* **DATASET ENTRIES**:
========================

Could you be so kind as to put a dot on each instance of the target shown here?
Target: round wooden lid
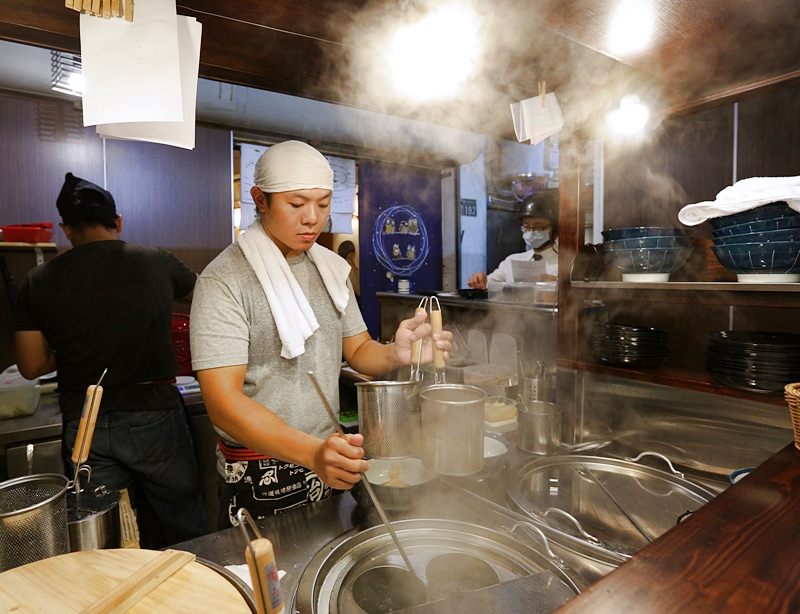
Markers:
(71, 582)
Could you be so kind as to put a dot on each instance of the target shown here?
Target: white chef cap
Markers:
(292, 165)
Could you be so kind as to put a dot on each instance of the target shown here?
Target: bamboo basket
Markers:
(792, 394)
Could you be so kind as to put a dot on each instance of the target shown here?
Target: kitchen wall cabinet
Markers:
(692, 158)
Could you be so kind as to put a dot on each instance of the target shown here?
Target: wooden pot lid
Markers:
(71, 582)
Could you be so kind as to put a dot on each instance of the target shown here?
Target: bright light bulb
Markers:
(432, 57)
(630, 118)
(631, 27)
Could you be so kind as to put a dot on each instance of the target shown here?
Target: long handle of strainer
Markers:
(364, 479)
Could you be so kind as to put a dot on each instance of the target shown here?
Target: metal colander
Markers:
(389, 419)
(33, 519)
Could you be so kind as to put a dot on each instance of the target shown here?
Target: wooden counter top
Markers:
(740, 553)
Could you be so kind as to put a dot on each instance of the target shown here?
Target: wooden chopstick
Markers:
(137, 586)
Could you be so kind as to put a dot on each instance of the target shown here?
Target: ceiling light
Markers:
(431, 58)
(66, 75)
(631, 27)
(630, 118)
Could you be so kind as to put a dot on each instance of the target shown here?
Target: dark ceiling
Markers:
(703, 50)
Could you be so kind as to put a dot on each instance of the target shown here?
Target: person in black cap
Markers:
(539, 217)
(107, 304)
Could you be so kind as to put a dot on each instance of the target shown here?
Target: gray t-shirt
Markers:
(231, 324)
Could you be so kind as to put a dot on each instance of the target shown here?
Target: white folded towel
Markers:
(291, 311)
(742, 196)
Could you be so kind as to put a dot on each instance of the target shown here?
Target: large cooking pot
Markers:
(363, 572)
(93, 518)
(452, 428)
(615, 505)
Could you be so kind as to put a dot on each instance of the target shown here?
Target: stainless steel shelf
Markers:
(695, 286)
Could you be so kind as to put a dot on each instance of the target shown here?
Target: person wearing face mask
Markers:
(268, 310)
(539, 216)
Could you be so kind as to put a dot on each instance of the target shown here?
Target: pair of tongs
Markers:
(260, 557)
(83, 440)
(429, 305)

========================

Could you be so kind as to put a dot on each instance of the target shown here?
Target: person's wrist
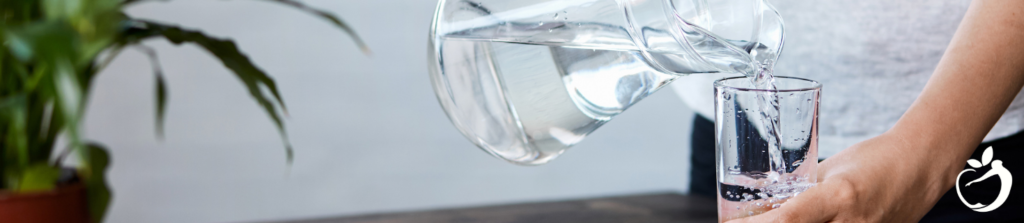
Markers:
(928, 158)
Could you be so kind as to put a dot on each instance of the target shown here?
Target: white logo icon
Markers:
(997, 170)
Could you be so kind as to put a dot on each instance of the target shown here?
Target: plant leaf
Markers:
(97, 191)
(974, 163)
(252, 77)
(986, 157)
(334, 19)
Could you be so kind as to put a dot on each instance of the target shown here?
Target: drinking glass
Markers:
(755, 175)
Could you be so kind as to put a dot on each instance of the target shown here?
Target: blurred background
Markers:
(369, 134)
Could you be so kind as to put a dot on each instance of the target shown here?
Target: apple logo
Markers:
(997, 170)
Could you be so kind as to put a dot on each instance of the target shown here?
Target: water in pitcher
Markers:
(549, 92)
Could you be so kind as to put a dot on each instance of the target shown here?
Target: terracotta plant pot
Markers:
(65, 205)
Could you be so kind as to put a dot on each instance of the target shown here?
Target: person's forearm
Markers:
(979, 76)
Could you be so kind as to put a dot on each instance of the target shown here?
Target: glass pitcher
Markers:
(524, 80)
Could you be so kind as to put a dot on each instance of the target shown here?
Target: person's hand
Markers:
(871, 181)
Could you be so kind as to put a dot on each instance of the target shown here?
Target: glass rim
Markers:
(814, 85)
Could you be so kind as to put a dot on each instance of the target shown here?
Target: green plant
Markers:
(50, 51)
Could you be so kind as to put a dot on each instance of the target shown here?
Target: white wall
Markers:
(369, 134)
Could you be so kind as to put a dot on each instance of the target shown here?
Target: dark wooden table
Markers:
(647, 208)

========================

* **THE REQUEST**: Gather every line in the records that contains the word "logo", and copy each one out in full.

* **SOLUTION**:
Target: white logo icon
Target: apple logo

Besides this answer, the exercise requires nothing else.